**The tasks**:
a – Output the morning briefing below word for word, from "Rotunda Roundup" up to and including "committee work moving.".
b – According to the morning briefing below, which chamber's committee schedule for February 4 had not been posted as of the check?

Your morning briefing, “From the Well.”

 

  The Rotunda’s “Well” is the Capitol’s meeting place 

— and the inspiration for this daily note.

 
 

 

   
 
 

 

 
 
 

 

 

Rotunda Roundup

February 3, 2026 was a “move-the-balls-downfield” day at the West Virginia Legislature: the House logged multiple high-margin floor votes (including Rural Health Transformation Program-related measures), while the Senate cleared a stack of bills unanimously and kept committee work moving.
On the policy front, the day’s gravity clustered around rural health implementation mechanics, election administration timelines, child welfare staffing, and how far the state wants to push “clean lines” rules in education leadership qualifications. Looking to Wednesday, committee activity continues (House schedule posted), while the Senate committee schedule for February 4 was not posted on the Senate schedule page as of this check.

**Supplied information**:
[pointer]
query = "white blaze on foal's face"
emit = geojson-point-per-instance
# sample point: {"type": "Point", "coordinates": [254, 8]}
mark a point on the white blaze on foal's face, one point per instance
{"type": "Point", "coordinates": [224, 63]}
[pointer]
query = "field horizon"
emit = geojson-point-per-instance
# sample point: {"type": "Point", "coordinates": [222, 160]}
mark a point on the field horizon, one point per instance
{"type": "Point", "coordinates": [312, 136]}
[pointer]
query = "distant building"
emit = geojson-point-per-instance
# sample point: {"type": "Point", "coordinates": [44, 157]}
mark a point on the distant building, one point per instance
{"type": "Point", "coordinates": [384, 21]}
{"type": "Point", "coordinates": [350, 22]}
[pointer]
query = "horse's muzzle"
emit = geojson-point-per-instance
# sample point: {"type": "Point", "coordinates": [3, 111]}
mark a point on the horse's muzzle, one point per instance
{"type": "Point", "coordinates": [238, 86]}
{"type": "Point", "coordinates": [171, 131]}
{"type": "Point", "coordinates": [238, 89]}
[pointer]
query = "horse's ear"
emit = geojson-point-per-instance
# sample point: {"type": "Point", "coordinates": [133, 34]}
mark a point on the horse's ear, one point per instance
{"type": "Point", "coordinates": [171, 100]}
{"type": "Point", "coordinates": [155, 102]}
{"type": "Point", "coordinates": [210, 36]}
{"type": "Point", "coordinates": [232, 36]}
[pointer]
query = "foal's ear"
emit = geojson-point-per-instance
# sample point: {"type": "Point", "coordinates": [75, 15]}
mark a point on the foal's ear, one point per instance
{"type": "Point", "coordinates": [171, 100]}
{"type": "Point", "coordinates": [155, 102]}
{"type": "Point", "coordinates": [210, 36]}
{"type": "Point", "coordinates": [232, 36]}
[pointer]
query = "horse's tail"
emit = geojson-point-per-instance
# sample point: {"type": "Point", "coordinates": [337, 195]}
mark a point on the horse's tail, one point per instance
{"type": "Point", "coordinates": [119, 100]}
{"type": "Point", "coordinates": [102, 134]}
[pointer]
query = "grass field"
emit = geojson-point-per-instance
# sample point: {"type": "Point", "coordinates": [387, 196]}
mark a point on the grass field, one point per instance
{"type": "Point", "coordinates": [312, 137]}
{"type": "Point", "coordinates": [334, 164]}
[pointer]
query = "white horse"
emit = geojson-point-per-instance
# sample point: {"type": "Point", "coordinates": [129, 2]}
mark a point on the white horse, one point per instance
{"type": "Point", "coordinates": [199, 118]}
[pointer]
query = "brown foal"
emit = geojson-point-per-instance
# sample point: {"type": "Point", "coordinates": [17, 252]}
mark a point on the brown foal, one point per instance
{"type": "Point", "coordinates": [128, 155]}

**Responses**:
a –
Rotunda Roundup

February 3, 2026 was a “move-the-balls-downfield” day at the West Virginia Legislature: the House logged multiple high-margin floor votes (including Rural Health Transformation Program-related measures), while the Senate cleared a stack of bills unanimously and kept committee work moving.

b – The Senate's.